* **WHAT THE EXERCISE ASKS**
Please tally the rows below that contain the string "bokeh", matching case exactly, and give only the number.

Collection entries
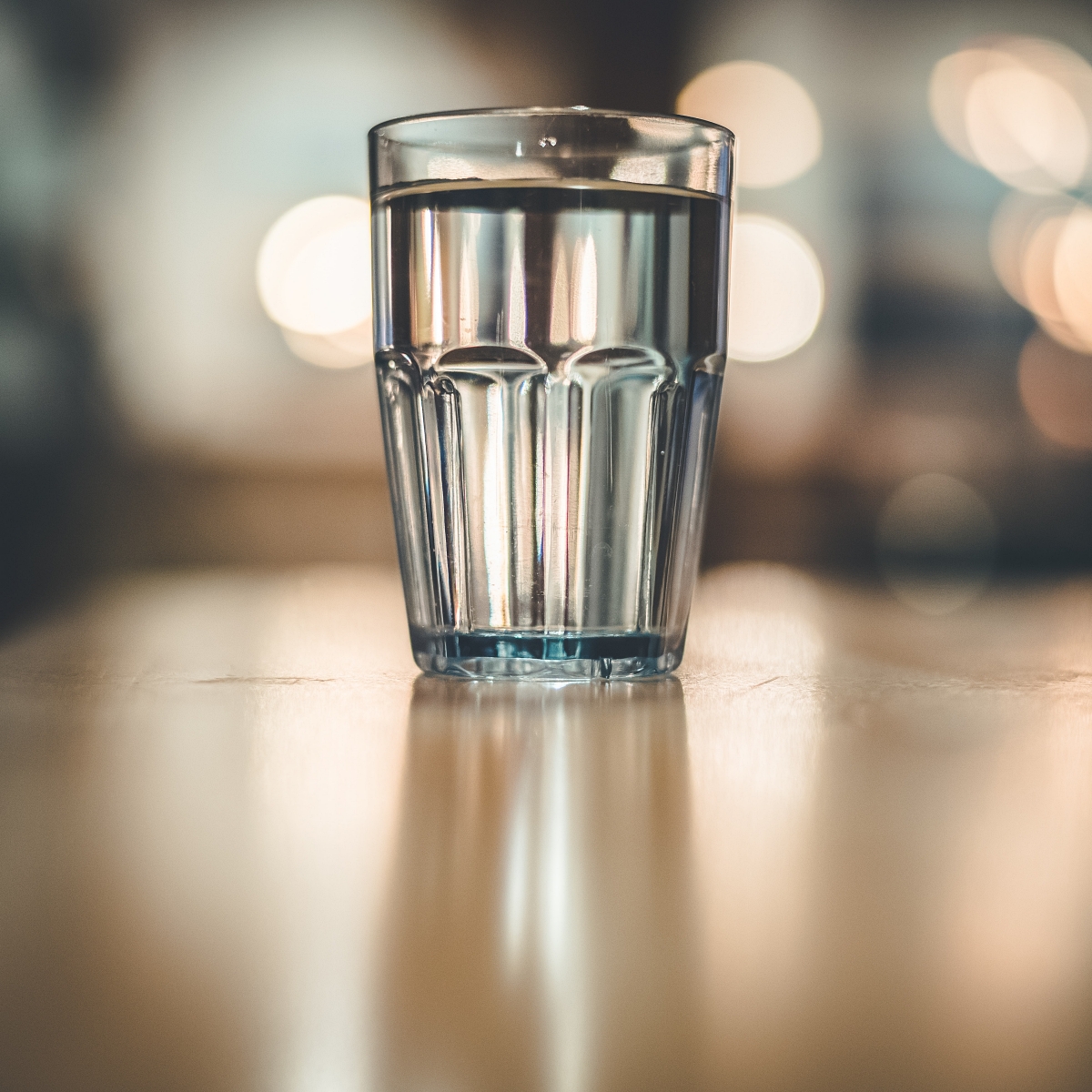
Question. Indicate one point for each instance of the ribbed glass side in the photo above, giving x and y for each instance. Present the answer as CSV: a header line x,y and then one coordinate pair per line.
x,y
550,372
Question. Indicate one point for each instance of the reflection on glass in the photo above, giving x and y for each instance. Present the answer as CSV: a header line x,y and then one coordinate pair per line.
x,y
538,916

---

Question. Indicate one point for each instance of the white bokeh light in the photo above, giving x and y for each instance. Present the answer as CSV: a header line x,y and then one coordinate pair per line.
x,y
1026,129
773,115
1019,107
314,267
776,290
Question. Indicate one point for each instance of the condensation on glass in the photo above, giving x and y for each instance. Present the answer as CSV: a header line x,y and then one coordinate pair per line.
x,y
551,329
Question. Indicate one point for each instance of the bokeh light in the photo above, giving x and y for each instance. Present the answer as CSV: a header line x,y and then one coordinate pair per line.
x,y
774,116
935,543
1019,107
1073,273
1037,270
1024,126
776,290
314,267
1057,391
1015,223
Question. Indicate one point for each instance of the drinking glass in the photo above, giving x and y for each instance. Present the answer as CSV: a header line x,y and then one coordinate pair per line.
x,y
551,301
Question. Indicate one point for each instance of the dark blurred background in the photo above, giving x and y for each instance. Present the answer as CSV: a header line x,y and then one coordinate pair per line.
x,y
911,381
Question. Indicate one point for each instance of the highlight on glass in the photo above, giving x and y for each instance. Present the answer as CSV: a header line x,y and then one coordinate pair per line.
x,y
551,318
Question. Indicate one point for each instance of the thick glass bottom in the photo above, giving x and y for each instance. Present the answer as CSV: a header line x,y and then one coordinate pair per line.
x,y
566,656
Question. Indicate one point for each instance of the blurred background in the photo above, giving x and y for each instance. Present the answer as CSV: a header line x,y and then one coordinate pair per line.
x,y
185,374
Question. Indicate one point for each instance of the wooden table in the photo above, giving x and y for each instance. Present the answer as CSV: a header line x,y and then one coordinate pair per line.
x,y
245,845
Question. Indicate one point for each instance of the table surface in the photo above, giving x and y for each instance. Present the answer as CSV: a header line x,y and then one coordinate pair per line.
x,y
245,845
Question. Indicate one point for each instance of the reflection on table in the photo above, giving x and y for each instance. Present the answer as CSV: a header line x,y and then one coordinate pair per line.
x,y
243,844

* **OUTPUT FOR THIS EXERCISE**
2